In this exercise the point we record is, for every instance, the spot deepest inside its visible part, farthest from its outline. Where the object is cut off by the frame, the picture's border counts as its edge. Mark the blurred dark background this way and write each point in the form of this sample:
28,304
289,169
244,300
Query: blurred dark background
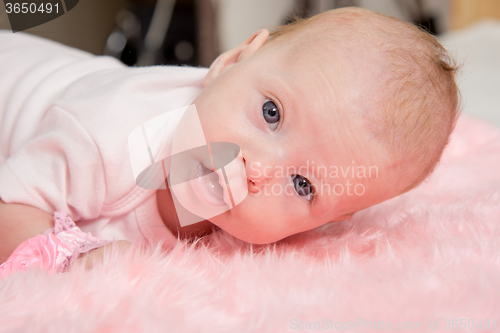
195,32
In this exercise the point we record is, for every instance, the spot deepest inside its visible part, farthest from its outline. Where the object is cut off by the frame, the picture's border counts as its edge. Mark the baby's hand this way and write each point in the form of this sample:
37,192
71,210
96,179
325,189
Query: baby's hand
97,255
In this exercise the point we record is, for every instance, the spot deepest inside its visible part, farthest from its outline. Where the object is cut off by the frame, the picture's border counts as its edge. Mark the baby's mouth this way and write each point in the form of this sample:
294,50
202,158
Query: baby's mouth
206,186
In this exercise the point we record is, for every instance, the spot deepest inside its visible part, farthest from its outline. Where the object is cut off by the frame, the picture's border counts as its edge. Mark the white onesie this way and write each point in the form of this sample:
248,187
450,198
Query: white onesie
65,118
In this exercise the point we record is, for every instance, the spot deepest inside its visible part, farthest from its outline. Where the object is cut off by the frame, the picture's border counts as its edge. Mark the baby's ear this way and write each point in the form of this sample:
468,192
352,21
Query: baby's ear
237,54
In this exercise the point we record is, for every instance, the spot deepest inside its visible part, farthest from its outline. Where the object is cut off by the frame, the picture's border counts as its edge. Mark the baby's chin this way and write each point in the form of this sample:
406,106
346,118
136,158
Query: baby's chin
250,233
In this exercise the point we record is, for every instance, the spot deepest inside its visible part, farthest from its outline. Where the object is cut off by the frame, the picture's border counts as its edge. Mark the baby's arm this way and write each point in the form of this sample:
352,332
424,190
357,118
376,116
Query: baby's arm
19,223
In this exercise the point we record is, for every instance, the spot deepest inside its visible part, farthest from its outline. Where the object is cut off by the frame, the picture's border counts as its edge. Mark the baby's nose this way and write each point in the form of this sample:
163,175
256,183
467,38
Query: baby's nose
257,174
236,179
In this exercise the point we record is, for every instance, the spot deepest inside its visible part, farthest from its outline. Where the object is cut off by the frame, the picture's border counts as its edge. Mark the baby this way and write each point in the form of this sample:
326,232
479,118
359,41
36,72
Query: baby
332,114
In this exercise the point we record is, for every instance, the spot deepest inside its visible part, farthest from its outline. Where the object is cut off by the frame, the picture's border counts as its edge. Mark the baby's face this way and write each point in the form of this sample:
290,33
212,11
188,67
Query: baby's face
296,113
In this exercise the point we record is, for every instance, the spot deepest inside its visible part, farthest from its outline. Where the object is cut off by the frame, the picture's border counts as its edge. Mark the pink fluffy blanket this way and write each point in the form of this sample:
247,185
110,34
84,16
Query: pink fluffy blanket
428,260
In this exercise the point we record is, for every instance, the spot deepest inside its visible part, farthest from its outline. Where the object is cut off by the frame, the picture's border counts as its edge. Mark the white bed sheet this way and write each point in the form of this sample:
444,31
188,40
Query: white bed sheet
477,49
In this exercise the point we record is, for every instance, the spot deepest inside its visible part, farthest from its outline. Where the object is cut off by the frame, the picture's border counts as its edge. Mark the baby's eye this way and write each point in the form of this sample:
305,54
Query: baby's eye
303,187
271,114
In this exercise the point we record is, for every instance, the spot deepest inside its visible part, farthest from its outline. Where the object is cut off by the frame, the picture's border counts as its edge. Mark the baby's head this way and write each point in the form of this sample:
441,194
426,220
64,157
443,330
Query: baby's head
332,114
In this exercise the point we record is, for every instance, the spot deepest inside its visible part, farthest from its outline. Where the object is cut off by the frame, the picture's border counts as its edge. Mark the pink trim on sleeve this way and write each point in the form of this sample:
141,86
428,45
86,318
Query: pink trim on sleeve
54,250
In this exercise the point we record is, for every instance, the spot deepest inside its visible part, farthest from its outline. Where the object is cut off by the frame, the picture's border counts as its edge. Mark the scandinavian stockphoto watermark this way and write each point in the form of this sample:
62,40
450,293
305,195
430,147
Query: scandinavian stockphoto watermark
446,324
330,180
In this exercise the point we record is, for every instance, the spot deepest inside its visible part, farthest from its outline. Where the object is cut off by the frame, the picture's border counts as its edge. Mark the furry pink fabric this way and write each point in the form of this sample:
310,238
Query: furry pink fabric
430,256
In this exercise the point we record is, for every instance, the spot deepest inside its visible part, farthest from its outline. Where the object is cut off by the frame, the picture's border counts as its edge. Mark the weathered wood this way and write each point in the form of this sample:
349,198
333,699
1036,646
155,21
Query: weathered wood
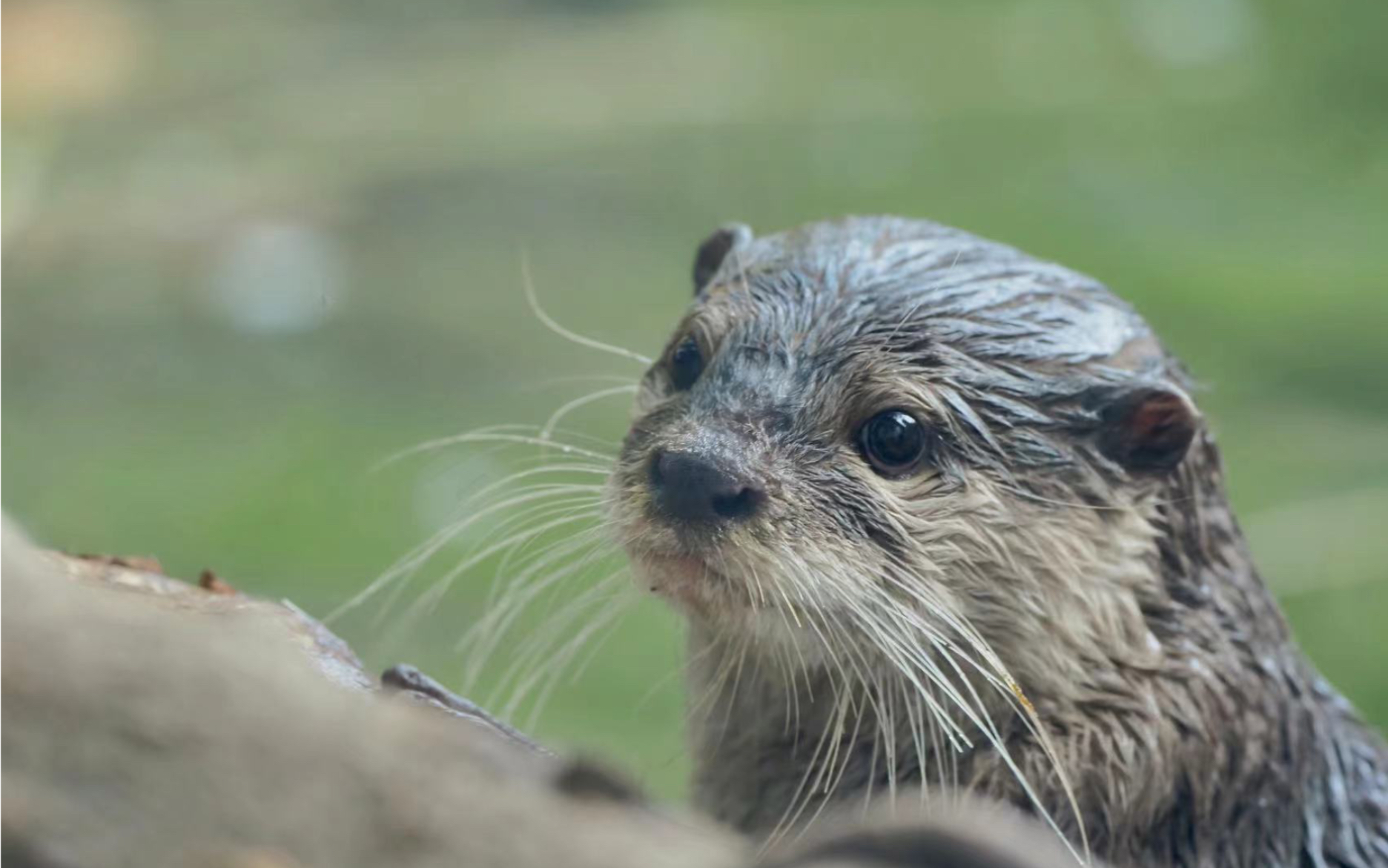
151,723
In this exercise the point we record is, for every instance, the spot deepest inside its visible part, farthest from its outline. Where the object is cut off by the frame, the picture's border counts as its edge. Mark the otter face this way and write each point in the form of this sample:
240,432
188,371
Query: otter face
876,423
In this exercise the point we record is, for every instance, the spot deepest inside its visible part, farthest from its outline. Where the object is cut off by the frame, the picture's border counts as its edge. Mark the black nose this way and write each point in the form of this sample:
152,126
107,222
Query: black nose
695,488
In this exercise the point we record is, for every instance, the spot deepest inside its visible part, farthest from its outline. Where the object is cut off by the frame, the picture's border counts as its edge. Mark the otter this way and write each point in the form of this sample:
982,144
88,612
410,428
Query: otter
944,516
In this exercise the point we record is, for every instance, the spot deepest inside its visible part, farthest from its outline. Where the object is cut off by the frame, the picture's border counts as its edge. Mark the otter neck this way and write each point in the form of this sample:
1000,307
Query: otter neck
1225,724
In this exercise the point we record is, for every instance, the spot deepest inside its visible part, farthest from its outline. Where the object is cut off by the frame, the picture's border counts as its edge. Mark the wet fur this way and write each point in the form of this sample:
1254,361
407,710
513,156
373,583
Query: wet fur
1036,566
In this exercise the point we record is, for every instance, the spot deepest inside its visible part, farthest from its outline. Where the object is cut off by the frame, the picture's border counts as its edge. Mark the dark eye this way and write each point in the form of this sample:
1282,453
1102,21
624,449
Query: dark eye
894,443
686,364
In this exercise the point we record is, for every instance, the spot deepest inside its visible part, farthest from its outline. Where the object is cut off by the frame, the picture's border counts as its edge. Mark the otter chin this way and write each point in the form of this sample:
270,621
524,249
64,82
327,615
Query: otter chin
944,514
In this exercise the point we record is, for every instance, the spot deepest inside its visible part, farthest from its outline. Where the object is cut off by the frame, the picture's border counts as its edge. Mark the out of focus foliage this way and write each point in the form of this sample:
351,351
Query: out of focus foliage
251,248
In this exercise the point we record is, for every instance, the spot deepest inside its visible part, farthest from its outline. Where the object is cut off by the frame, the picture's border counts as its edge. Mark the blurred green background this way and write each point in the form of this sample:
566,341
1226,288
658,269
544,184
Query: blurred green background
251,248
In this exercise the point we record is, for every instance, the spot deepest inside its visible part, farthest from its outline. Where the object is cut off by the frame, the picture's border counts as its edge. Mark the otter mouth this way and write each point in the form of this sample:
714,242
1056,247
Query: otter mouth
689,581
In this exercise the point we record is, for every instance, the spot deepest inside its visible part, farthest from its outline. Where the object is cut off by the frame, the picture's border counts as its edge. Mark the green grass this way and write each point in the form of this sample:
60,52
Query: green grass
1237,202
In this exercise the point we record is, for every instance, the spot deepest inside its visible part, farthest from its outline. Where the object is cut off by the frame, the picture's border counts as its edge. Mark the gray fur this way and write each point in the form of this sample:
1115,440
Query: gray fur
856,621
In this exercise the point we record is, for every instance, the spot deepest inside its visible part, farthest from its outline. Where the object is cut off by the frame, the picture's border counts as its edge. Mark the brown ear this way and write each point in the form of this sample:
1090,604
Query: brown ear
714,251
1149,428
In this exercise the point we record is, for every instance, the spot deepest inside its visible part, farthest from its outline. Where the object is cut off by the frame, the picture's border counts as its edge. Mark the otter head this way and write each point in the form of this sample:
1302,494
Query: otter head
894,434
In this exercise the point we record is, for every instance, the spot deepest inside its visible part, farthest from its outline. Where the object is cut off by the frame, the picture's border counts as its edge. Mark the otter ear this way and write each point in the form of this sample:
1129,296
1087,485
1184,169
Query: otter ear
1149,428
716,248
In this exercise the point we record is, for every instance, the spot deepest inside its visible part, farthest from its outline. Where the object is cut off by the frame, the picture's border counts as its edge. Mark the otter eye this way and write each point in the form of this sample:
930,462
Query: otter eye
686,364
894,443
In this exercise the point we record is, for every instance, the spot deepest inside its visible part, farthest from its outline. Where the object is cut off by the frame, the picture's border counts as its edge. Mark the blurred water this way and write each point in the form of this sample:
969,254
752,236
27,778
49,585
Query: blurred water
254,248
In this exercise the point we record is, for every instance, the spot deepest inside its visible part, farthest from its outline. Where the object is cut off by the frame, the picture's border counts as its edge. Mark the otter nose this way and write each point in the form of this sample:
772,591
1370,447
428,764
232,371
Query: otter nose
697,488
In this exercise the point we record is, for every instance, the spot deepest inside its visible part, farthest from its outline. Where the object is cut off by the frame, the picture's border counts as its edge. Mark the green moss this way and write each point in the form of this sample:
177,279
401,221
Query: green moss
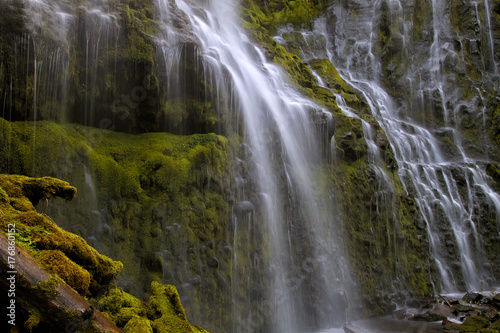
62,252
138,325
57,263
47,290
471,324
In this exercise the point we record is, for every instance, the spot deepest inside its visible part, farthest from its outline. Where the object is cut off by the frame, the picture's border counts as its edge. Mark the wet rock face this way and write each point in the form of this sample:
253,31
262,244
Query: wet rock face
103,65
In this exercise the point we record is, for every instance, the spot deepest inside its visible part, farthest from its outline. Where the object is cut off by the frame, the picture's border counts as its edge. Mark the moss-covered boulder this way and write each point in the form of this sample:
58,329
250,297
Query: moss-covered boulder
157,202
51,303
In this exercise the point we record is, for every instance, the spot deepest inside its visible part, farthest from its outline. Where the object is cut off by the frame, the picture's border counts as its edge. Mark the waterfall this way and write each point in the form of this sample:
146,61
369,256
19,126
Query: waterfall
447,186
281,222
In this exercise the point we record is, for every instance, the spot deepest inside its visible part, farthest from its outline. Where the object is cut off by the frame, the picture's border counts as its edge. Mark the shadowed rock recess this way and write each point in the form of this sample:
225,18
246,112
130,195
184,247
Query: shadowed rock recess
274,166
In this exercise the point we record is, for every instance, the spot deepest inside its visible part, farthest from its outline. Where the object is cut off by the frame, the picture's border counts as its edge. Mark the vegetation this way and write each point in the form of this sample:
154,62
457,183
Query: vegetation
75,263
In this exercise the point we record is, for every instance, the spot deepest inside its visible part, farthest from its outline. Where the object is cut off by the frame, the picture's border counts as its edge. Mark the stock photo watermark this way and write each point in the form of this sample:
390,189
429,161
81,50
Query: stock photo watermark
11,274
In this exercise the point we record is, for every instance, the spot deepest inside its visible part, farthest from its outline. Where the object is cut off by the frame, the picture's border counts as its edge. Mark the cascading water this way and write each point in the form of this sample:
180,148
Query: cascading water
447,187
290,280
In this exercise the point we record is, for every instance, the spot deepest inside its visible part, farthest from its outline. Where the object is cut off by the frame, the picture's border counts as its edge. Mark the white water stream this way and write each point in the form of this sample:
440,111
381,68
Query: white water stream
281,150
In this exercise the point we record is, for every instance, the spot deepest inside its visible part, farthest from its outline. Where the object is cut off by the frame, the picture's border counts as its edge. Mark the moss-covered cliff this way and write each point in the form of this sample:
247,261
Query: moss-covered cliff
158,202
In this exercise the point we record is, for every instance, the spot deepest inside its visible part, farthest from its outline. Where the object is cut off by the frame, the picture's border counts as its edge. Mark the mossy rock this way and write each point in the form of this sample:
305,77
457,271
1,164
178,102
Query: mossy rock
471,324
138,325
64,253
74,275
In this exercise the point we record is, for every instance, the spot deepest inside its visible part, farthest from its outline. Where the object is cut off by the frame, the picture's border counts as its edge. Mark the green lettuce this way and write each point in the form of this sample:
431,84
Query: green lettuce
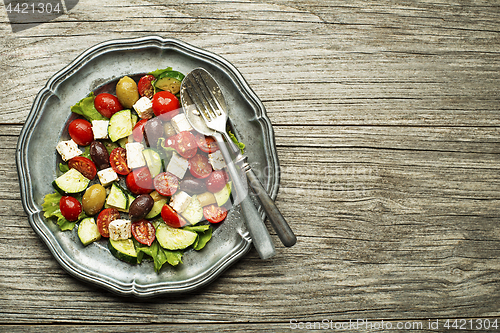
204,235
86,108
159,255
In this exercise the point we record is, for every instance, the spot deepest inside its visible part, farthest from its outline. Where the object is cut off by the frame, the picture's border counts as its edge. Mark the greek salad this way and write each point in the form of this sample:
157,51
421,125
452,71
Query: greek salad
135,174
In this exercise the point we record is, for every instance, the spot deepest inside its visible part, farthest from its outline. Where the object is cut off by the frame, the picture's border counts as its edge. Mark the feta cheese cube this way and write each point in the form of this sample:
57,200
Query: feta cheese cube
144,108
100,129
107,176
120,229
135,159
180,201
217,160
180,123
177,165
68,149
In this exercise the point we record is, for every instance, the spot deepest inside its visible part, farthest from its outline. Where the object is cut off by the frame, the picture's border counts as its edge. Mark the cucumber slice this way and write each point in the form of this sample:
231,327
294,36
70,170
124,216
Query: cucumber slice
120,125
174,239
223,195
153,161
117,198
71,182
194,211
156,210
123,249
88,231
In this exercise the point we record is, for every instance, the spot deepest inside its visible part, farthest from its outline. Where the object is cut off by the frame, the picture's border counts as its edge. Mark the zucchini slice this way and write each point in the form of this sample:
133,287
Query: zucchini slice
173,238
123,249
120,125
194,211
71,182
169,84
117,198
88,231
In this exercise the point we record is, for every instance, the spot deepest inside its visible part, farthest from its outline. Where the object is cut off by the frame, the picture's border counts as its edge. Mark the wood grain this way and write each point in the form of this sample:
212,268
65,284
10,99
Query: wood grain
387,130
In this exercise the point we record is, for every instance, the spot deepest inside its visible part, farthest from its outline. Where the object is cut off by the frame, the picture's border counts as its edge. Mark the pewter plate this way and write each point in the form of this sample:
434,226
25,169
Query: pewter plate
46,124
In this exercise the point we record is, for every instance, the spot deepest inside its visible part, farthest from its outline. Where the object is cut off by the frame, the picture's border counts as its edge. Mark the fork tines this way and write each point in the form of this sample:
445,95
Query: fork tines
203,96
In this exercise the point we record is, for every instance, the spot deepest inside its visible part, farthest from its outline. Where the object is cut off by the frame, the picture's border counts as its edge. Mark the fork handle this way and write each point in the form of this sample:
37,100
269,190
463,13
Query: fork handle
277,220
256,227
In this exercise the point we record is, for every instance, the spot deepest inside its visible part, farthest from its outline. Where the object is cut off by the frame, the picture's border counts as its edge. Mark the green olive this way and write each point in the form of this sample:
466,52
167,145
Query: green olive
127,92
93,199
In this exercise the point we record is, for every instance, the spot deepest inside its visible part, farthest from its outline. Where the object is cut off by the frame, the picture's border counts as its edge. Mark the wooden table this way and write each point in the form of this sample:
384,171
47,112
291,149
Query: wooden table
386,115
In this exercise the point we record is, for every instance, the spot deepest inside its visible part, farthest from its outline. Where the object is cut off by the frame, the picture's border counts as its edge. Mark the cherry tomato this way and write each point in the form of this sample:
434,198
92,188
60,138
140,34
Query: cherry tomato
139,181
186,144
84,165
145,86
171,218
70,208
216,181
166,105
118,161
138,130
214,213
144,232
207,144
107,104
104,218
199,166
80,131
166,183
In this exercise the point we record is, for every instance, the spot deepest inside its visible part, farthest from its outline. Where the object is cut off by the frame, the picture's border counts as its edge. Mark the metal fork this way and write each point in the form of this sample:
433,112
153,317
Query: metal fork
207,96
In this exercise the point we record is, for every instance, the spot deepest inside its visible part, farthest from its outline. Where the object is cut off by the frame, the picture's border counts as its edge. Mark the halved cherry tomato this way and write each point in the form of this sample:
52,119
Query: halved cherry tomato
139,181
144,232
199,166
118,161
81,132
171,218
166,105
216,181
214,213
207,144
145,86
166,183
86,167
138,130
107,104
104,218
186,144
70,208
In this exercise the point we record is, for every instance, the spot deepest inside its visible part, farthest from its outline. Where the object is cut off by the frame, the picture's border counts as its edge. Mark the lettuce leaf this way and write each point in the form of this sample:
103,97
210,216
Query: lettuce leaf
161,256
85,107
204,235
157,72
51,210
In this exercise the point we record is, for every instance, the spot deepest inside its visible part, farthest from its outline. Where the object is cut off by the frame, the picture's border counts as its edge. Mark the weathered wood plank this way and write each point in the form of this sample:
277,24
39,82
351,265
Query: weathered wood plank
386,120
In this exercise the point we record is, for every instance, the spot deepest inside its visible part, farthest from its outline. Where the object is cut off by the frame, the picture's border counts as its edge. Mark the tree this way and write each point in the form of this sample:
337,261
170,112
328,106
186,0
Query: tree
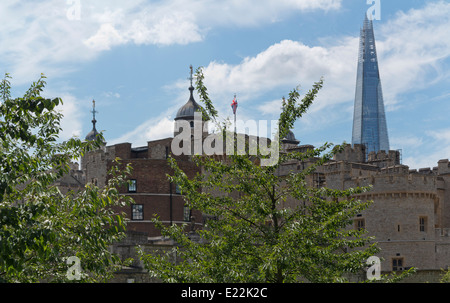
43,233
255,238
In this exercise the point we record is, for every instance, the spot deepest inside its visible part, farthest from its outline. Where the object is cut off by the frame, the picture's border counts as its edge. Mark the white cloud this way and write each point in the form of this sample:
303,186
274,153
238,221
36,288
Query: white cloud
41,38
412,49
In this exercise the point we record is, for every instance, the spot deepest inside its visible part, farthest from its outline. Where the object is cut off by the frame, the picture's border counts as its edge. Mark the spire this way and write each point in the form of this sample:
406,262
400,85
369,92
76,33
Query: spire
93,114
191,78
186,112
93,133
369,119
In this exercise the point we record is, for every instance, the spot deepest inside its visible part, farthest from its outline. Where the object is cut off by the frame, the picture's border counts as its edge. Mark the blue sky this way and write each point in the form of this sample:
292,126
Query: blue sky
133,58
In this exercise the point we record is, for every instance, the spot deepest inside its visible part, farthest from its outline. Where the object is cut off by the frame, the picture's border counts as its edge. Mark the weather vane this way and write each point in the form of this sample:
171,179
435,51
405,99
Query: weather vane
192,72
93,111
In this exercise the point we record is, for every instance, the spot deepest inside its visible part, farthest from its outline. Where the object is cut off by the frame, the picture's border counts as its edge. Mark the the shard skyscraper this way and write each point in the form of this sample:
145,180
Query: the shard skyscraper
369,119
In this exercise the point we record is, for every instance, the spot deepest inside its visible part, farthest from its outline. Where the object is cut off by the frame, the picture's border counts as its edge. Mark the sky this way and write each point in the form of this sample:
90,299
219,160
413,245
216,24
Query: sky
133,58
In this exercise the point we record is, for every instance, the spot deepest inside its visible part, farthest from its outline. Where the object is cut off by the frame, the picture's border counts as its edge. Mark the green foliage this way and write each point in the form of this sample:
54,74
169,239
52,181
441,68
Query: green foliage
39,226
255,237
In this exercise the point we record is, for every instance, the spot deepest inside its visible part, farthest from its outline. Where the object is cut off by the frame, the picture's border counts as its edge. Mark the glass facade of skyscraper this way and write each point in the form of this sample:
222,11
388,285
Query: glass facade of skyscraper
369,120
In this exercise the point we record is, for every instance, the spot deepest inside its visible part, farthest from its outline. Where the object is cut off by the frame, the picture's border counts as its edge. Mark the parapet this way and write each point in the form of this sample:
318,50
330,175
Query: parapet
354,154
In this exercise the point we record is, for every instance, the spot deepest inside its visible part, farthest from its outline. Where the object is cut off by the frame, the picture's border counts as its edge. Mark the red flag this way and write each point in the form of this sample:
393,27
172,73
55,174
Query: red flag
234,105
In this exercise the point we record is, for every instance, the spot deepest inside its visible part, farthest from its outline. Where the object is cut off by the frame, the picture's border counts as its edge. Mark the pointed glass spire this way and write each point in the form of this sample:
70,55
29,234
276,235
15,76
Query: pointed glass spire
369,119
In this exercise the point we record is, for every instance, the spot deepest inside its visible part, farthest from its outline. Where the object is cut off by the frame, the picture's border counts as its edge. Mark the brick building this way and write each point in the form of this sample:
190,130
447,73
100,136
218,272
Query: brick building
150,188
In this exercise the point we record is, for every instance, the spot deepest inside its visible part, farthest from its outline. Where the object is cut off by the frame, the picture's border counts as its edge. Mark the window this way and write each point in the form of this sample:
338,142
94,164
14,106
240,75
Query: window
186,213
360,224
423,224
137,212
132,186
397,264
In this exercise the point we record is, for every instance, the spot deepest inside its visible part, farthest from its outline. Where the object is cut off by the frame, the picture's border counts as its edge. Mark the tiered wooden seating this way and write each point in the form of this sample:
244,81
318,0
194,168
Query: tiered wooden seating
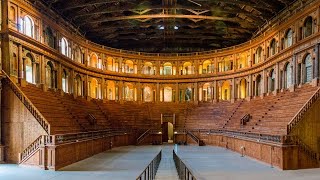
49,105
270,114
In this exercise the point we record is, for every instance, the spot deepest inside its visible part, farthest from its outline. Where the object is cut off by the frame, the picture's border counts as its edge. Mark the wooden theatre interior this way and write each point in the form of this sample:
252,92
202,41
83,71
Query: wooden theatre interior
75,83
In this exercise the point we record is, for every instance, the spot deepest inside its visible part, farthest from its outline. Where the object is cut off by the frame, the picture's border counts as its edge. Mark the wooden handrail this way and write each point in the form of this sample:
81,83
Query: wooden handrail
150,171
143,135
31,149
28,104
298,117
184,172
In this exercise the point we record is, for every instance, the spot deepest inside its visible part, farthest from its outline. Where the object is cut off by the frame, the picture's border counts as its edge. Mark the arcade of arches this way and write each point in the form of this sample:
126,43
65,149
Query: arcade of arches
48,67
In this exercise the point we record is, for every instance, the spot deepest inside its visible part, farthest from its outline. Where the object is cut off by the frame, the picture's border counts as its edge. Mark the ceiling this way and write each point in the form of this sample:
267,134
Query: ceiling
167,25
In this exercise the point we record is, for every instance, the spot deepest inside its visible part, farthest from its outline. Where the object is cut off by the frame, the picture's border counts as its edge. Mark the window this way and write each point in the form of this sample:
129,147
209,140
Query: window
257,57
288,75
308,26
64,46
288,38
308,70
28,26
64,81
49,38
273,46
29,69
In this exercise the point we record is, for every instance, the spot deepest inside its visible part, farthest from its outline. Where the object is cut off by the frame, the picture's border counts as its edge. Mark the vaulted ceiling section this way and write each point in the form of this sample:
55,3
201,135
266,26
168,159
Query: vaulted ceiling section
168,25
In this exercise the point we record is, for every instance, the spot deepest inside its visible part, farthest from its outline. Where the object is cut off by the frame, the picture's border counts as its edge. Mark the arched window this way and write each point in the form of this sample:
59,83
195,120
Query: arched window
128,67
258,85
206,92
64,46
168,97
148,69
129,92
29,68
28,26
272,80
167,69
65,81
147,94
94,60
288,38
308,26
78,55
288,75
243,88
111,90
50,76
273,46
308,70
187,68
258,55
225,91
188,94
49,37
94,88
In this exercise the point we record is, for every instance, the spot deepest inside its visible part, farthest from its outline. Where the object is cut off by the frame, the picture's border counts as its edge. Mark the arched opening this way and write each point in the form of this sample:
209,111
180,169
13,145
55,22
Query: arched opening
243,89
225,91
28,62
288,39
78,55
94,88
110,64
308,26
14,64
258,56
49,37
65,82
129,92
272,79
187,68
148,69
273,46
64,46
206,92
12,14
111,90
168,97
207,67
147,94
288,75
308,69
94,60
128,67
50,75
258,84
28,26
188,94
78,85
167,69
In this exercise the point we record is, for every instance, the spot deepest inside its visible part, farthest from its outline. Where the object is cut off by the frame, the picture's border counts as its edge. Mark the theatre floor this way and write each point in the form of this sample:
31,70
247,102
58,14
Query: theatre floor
* * * *
Aim —
Every line from the line containing "the arched opening" to the last line of the material above must be repeated exactly, and no other line.

Answer to the problem —
In this exercise the point we record is, for every instance, the spot deepest inside its visible part, farthest from its outline. Where the object is cut off by the frame, the picture's border counts as its edge. Mark the arched opening this way and write each point in the form of this sample:
209,111
180,169
13,145
55,22
Query: arched opening
243,89
225,91
28,62
288,39
78,55
94,88
110,64
308,26
14,64
258,56
49,37
65,82
129,92
272,79
187,68
148,69
273,46
64,46
206,92
12,14
111,90
168,97
207,67
147,94
288,75
308,69
94,60
128,67
50,75
258,84
28,26
188,94
78,85
167,69
In this exercise the point we record is, for every instance, the spot deepest inside its visible part, farthest from its outline. Where the object is cut off by the frame, the picture's border counts as its edge. Mark the theatre floor this way and write each point in the form of this sample:
31,70
247,102
58,14
Query: theatre floor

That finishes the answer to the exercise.